╭─ The input

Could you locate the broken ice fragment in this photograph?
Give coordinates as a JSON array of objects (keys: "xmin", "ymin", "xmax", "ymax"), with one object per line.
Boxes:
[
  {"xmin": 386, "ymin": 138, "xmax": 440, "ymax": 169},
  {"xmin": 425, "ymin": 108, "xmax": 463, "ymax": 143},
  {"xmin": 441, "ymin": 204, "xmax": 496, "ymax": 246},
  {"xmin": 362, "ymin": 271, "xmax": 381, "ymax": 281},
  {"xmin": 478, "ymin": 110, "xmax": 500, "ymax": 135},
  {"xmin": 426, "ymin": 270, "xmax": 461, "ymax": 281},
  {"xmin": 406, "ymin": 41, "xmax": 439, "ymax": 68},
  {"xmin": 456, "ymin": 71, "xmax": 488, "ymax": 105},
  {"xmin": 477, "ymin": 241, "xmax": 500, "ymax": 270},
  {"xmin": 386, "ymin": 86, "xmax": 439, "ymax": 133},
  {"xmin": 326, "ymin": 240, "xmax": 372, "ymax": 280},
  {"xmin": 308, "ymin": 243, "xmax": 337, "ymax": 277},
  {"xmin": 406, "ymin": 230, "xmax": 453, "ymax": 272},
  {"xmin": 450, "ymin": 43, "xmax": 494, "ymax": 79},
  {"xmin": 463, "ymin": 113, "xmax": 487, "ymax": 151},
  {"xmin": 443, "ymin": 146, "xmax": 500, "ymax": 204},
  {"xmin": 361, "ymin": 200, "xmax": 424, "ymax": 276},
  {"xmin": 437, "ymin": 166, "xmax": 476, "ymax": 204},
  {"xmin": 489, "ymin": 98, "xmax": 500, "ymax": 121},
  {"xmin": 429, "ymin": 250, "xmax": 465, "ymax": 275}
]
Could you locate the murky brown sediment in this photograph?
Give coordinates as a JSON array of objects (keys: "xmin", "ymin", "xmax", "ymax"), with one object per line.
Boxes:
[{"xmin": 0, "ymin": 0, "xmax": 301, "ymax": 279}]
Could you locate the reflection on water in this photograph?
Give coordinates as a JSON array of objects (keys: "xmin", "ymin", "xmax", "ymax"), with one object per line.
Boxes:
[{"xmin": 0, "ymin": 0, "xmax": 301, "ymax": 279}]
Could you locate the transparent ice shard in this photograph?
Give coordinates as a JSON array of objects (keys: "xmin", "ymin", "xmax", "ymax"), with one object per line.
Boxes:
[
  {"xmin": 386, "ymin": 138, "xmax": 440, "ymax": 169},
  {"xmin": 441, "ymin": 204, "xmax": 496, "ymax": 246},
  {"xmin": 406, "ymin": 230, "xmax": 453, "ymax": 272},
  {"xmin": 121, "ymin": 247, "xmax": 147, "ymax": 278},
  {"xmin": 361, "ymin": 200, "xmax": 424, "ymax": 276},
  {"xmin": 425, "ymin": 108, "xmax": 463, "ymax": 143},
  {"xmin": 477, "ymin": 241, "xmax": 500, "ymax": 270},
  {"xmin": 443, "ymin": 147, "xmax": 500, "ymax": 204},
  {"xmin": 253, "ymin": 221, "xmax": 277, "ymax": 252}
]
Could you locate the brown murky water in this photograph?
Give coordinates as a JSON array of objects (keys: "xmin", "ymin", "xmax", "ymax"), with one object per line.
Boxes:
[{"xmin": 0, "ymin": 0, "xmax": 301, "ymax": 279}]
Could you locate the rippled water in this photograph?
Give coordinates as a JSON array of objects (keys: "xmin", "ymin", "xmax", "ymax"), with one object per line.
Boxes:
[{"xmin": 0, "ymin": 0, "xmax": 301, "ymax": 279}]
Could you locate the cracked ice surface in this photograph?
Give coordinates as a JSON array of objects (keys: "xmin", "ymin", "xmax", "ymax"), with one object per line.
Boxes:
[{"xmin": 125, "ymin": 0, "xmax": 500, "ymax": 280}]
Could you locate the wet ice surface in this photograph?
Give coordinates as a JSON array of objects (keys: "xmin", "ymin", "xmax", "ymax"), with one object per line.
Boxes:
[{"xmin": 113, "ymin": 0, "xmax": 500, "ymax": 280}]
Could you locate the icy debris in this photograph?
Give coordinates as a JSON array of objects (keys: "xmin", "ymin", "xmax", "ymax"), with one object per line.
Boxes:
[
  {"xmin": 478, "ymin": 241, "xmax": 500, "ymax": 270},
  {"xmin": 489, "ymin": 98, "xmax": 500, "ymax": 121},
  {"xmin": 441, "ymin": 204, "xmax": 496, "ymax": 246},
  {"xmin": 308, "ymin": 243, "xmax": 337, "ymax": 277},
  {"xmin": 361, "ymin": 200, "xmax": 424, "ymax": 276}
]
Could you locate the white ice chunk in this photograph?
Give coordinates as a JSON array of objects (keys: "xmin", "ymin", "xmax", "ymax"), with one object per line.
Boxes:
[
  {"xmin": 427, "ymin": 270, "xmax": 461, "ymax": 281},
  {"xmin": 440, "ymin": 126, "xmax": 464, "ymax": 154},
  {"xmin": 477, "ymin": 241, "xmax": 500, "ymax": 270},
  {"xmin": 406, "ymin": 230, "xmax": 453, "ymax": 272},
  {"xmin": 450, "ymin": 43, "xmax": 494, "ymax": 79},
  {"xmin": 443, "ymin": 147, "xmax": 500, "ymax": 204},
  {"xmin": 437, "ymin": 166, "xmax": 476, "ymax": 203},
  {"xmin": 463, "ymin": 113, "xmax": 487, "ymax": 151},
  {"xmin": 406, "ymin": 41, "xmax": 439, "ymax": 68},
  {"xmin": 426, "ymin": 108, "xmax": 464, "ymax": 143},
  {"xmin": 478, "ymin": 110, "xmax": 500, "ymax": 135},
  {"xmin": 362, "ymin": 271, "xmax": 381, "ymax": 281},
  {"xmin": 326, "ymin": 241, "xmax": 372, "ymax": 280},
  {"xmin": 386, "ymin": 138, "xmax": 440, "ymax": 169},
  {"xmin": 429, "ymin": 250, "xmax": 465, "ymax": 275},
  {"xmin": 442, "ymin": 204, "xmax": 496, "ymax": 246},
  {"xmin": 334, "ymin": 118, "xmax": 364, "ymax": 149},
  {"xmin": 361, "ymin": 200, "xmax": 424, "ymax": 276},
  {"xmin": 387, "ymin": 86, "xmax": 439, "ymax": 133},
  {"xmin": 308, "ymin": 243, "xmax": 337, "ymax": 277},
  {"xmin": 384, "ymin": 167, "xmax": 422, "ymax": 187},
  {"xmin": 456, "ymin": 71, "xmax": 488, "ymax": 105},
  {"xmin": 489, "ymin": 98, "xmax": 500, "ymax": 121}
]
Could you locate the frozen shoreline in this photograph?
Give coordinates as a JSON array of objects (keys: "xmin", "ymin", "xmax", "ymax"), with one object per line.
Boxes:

╰─

• Assignment: Above are some records; repeat all of them exactly.

• Answer space:
Could you locate the broken ice fragment in this photograph?
Give coordinates as a JSON array of objects (keys: "xmin", "ymin", "xmax", "ymax"), with one object per line.
Boxes:
[
  {"xmin": 386, "ymin": 138, "xmax": 440, "ymax": 169},
  {"xmin": 425, "ymin": 108, "xmax": 463, "ymax": 143},
  {"xmin": 441, "ymin": 204, "xmax": 496, "ymax": 246},
  {"xmin": 362, "ymin": 271, "xmax": 381, "ymax": 281},
  {"xmin": 478, "ymin": 110, "xmax": 500, "ymax": 135},
  {"xmin": 426, "ymin": 270, "xmax": 461, "ymax": 281},
  {"xmin": 406, "ymin": 41, "xmax": 439, "ymax": 68},
  {"xmin": 456, "ymin": 71, "xmax": 488, "ymax": 105},
  {"xmin": 477, "ymin": 241, "xmax": 500, "ymax": 270},
  {"xmin": 386, "ymin": 86, "xmax": 439, "ymax": 133},
  {"xmin": 326, "ymin": 240, "xmax": 372, "ymax": 280},
  {"xmin": 308, "ymin": 243, "xmax": 337, "ymax": 277},
  {"xmin": 406, "ymin": 230, "xmax": 453, "ymax": 272},
  {"xmin": 450, "ymin": 43, "xmax": 494, "ymax": 79},
  {"xmin": 463, "ymin": 113, "xmax": 487, "ymax": 151},
  {"xmin": 443, "ymin": 146, "xmax": 500, "ymax": 204},
  {"xmin": 361, "ymin": 200, "xmax": 424, "ymax": 276},
  {"xmin": 437, "ymin": 166, "xmax": 476, "ymax": 204},
  {"xmin": 489, "ymin": 98, "xmax": 500, "ymax": 121},
  {"xmin": 429, "ymin": 250, "xmax": 465, "ymax": 275}
]
Could you locate the murky brown sediment in this photograph?
Give coordinates as a JSON array of objects (keys: "xmin", "ymin", "xmax", "ymax"), with one object per line.
Boxes:
[{"xmin": 0, "ymin": 0, "xmax": 301, "ymax": 279}]
Could you locate the reflection on water in this photograph?
Give coordinates as a JSON array of objects (keys: "xmin", "ymin", "xmax", "ymax"), with one object per line.
Boxes:
[{"xmin": 0, "ymin": 0, "xmax": 301, "ymax": 279}]
Could you locate the transparent ice shard in this photograph?
Give coordinates as a JSON array of objects (keys: "xmin", "ymin", "xmax", "ymax"), with one object per line.
Boxes:
[
  {"xmin": 386, "ymin": 138, "xmax": 440, "ymax": 169},
  {"xmin": 441, "ymin": 204, "xmax": 496, "ymax": 246},
  {"xmin": 406, "ymin": 230, "xmax": 453, "ymax": 272},
  {"xmin": 121, "ymin": 247, "xmax": 147, "ymax": 278},
  {"xmin": 361, "ymin": 200, "xmax": 424, "ymax": 276},
  {"xmin": 425, "ymin": 108, "xmax": 463, "ymax": 143},
  {"xmin": 477, "ymin": 241, "xmax": 500, "ymax": 270},
  {"xmin": 443, "ymin": 147, "xmax": 500, "ymax": 204},
  {"xmin": 253, "ymin": 221, "xmax": 277, "ymax": 252}
]
Could you locate the brown murky water in this photograph?
Give coordinates as a JSON array of objects (keys: "xmin", "ymin", "xmax", "ymax"), with one object per line.
Boxes:
[{"xmin": 0, "ymin": 0, "xmax": 301, "ymax": 279}]
Could you locate the rippled water in this photograph?
Give coordinates as a JSON array of objects (keys: "xmin", "ymin", "xmax", "ymax"), with one object per line.
Boxes:
[{"xmin": 0, "ymin": 0, "xmax": 301, "ymax": 279}]
Could you locate the cracked ice surface in this photograph?
Give coordinates as a JSON array of objects (keys: "xmin", "ymin", "xmax", "ymax"), with one object per line.
Boxes:
[{"xmin": 125, "ymin": 0, "xmax": 500, "ymax": 280}]
Could you locate the wet ice surface in this photograph?
Give coordinates as a JSON array of objects (keys: "xmin", "ymin", "xmax", "ymax"), with one object per line.
Boxes:
[{"xmin": 113, "ymin": 0, "xmax": 500, "ymax": 280}]
Could you locate the icy debris in this photograph?
Give coordinates as a JSON array of objects (keys: "xmin", "ymin", "xmax", "ymax"), with one object per line.
Boxes:
[
  {"xmin": 478, "ymin": 241, "xmax": 500, "ymax": 270},
  {"xmin": 489, "ymin": 98, "xmax": 500, "ymax": 121},
  {"xmin": 441, "ymin": 204, "xmax": 496, "ymax": 246},
  {"xmin": 308, "ymin": 243, "xmax": 337, "ymax": 277},
  {"xmin": 361, "ymin": 200, "xmax": 424, "ymax": 276}
]
Could you locate the white ice chunk in this photograph?
Give coordinates as a JSON array of objects (keys: "xmin", "ymin", "xmax", "ymax"), with one object per line.
Boxes:
[
  {"xmin": 427, "ymin": 270, "xmax": 461, "ymax": 281},
  {"xmin": 440, "ymin": 126, "xmax": 464, "ymax": 154},
  {"xmin": 477, "ymin": 241, "xmax": 500, "ymax": 270},
  {"xmin": 406, "ymin": 230, "xmax": 453, "ymax": 272},
  {"xmin": 450, "ymin": 43, "xmax": 494, "ymax": 79},
  {"xmin": 443, "ymin": 147, "xmax": 500, "ymax": 204},
  {"xmin": 437, "ymin": 166, "xmax": 476, "ymax": 203},
  {"xmin": 463, "ymin": 113, "xmax": 487, "ymax": 151},
  {"xmin": 406, "ymin": 41, "xmax": 439, "ymax": 68},
  {"xmin": 426, "ymin": 108, "xmax": 464, "ymax": 143},
  {"xmin": 478, "ymin": 110, "xmax": 500, "ymax": 135},
  {"xmin": 362, "ymin": 271, "xmax": 381, "ymax": 281},
  {"xmin": 326, "ymin": 241, "xmax": 372, "ymax": 280},
  {"xmin": 386, "ymin": 138, "xmax": 440, "ymax": 169},
  {"xmin": 429, "ymin": 250, "xmax": 465, "ymax": 275},
  {"xmin": 442, "ymin": 204, "xmax": 496, "ymax": 246},
  {"xmin": 334, "ymin": 118, "xmax": 364, "ymax": 149},
  {"xmin": 361, "ymin": 200, "xmax": 424, "ymax": 276},
  {"xmin": 387, "ymin": 86, "xmax": 439, "ymax": 133},
  {"xmin": 308, "ymin": 243, "xmax": 337, "ymax": 277},
  {"xmin": 384, "ymin": 167, "xmax": 422, "ymax": 187},
  {"xmin": 456, "ymin": 71, "xmax": 488, "ymax": 105},
  {"xmin": 489, "ymin": 98, "xmax": 500, "ymax": 121}
]
Could you locate the frozen shoreline in this photograph?
Give coordinates as a JSON array of objects (keys: "xmin", "ymin", "xmax", "ymax"), with one object per line.
Boxes:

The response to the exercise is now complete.